_TEXT SECTION_
#####
One of the mandates for today's Black Churches is to address its ongoing struggle with the spectrum of human sexuality.

In 2021, I am still asking these three questions: Why can't we as an African American community tell the truth about our sexuality? What price do we pay in telling the truth? And what role does the church play in perpetuating not only unsafe sexual behavior but also demonizing its members of the LGBTQ community?

The Black Church purported to preach and practice a prophetic social gospel. However, in truth, it preaches and practices a heteronormative conservative gospel tethered to a model no longer relevant to a younger generation that embraces LGBTQ+ social justice issues.

The Black Church played a part in the death of African Americans with AIDS. While its silence on the issue was appalling and unconscionable, so too, was its various forms of homophobic pronouncements that denigrate both LGBTQ+ people and women.

Sexuality has never been a comfortable topic of discussion in the African American community. This is due primarily to slavery, and what we appropriated from the dominant culture about sexual behavior to deem ourselves human beings in our oppressors' eyes. First bred as cattle during slavery, and later either touted as sex sirens or taunted as sex predators, black sexuality has never had a chance to evolve in a milieu free of abuse, violence, and stereotypes. The raping of black women and the lynching of black men in this country by white men have always kept the control of black bodies away from us. In carving out a racial identity, African Americans have done it at the expense of leaving our bodies and sexualities behind. However, with the embrace of fundamentalist Christianity embedded in its tenets and an asexual theology, African American bodies, and sexualities that were once systematically usurped by white slave masters are now ritualistically harnessed by the black church with a "politic of silence. " Sadly, this was viewed as a revolutionary act against the oppressive white gaze. But what happens in churches, communities, and families where people lose touch with their bodies and sexualities?
#####
_PROVIDED DATA_
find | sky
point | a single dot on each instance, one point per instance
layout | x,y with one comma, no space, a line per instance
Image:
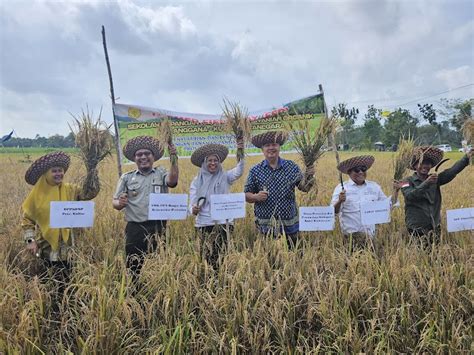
188,55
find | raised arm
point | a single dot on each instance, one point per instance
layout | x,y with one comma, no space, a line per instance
90,187
173,175
307,181
449,174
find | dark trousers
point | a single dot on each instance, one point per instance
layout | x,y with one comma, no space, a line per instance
426,237
360,241
213,243
59,272
141,238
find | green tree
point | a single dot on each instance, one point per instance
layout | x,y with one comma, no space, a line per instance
457,111
372,127
428,113
399,123
347,118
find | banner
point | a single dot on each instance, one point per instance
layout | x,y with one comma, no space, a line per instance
317,218
460,219
375,212
191,130
227,206
167,207
71,214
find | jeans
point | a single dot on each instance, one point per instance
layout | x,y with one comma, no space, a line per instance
141,238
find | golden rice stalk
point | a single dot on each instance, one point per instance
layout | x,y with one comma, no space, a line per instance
237,122
310,144
165,136
468,133
402,159
92,137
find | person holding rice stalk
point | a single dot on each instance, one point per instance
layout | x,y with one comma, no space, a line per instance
52,245
132,195
348,196
271,187
212,179
423,194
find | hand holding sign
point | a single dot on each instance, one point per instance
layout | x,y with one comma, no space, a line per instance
375,212
71,214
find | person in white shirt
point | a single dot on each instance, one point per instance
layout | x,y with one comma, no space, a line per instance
347,199
212,179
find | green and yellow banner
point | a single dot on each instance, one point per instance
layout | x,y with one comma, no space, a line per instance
191,130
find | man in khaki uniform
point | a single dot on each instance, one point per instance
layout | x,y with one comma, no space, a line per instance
132,195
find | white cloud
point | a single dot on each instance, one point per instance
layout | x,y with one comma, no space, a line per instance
145,20
186,57
456,77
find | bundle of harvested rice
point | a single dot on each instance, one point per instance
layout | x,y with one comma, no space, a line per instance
93,138
309,145
237,122
468,133
402,159
165,136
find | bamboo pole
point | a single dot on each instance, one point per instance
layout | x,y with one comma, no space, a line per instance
112,96
332,138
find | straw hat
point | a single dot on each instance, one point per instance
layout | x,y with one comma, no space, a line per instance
435,155
204,151
143,142
361,160
46,162
269,137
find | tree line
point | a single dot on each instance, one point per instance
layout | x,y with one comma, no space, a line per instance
428,125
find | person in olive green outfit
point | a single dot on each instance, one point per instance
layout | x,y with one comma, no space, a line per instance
423,194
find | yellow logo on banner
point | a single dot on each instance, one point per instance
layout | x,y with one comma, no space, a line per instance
134,112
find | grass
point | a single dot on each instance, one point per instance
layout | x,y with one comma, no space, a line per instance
265,298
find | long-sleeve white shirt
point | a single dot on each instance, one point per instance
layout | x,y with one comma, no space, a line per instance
204,216
349,214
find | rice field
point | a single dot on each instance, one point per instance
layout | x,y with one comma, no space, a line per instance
264,299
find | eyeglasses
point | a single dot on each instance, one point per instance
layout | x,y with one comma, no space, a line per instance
146,154
359,169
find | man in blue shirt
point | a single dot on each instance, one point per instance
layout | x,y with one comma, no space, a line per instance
271,187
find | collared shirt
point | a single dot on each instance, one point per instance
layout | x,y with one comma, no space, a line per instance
138,188
349,214
423,200
281,202
203,218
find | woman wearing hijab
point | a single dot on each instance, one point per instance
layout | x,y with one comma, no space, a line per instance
52,244
212,179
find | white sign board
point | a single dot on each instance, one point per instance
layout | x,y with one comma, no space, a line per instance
375,212
168,207
227,206
461,219
71,214
319,218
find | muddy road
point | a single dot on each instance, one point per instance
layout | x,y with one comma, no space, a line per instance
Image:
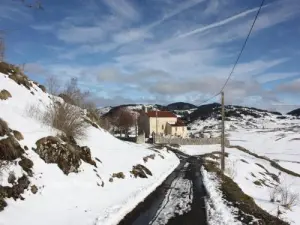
178,201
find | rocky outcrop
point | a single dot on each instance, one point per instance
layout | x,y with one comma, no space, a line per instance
67,156
10,149
18,135
14,192
52,150
4,95
140,171
152,156
4,129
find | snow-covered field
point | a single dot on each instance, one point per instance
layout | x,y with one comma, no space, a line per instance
77,198
277,139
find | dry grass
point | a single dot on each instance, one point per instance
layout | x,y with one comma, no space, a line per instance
285,196
10,149
34,111
4,129
18,135
66,118
230,168
4,95
42,87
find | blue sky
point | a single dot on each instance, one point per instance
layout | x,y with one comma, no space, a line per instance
161,51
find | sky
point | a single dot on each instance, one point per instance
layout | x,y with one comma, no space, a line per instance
161,51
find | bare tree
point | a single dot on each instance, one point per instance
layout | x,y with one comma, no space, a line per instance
66,118
123,120
75,94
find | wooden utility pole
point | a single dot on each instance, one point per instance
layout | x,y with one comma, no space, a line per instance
223,134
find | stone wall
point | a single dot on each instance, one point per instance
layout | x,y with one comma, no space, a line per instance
189,141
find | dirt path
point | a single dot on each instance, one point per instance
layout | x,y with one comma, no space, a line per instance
178,201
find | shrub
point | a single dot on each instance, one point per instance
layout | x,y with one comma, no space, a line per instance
284,195
66,118
21,79
18,135
10,149
53,85
43,88
4,95
288,198
34,111
3,128
230,168
11,177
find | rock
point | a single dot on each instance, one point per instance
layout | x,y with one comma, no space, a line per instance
11,178
85,155
4,130
4,95
98,160
149,157
26,164
34,189
119,175
42,87
140,171
52,150
10,149
18,135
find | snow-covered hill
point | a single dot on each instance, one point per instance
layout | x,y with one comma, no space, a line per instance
295,112
207,118
94,194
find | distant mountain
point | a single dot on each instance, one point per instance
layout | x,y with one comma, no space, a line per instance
295,112
180,106
231,111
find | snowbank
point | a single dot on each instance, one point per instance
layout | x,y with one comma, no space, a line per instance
77,198
218,213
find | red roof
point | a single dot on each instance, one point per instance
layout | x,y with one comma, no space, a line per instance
179,123
161,114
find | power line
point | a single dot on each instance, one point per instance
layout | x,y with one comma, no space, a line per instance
240,54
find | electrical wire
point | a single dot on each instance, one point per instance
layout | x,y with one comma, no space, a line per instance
239,55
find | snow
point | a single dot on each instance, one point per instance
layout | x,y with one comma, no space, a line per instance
178,201
76,198
277,139
218,213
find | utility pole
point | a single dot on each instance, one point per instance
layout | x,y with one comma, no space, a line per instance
136,125
156,122
223,134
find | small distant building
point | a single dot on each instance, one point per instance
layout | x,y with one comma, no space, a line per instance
161,122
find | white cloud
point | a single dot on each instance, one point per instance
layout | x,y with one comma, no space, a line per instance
269,77
81,34
123,8
291,87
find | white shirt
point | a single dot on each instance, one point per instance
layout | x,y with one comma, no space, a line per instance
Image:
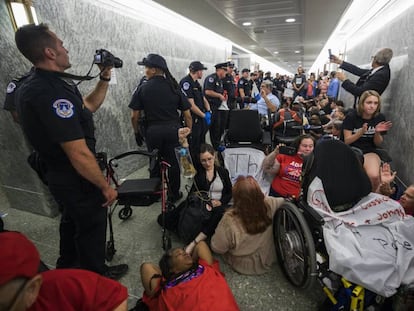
#####
_WHAT THIS EXERCISE ASKS_
• A. Count how many rows contain the word "sign", and reply with only that number.
• B. Pick up the essay on the Black Church and sexuality where it stops and keep writing it.
The rows have no connection to the essay on the Black Church and sexuality.

_TASK ANSWERS_
• A. 2

• B.
One answer is that the Black Church continues to stay on the "down low." The most significant factor that keeps the Black Church on the down-low are closeted, homophobic ministers. Pastor Donnie McClurkin- a three-time Gospel Grammy winner and the former poster boy for African American ex-gay ministries - is one example.

McClurkin's sexuality has been an open secret, but now, at 61 years old, McClurkin is lamenting about growing old and being alone. While the Black LGBTQ+ community would applaud someone of McClurkin's status telling the truth about his sexual past, many of us can't care because of decades of damning and damaging messages he hurled at us.

However, there might be some light at the end of this tunnel. This month, the African Methodist Episcopal Church, the oldest black denomination church, dating back to 1787, will convene a committee to study LGBTQ+ issues by examining Scripture and doctrine hearing testimonies of LGBTQ+ individuals. Some of us in the LGBTQ+ community feel the effort is more than "a day late and a dollar short" because a younger generation has left. However, I am hopeful.

Our bodies are our temples, and as our temples, they house the most sacred and scariest truth about us: our sexuality. Sexuality is an essential part of being human. It is an expression of who we are; it is a language, and a means to communicate our spiritual need for intimate communion—human and divine. However, our silence, shame, and stigma around issues of sexual identity, gender expressions, and sexual practices have allowed for behaviors of denial, neglect, and abuse. Also, the lack of pastoral care contributes to high-risk sexual behaviors and the transmission of HIV/AIDS in the African American community.

Right now, Black Churches are in a crisis. The AME Church is now the first to admit openly. The church has contributed to the culture of the "politic of silence" because it not only lacks the language to talk about sex, but it also sees sex as a private and personal matter and not part of the business of the black Christian community as a way of loving God and ourselves.

However, the black church is also uniquely positioned to significantly affect knowledge, attitudes, beliefs, and behaviors within congregations and, by extension, the entire African American community. The black church can help its congregants live their sexual lives by devising an African American faith-based sex education curriculum where churches embrace the concept that sexuality is God-given, an integral part of being human, and at the core of how we interact with one another.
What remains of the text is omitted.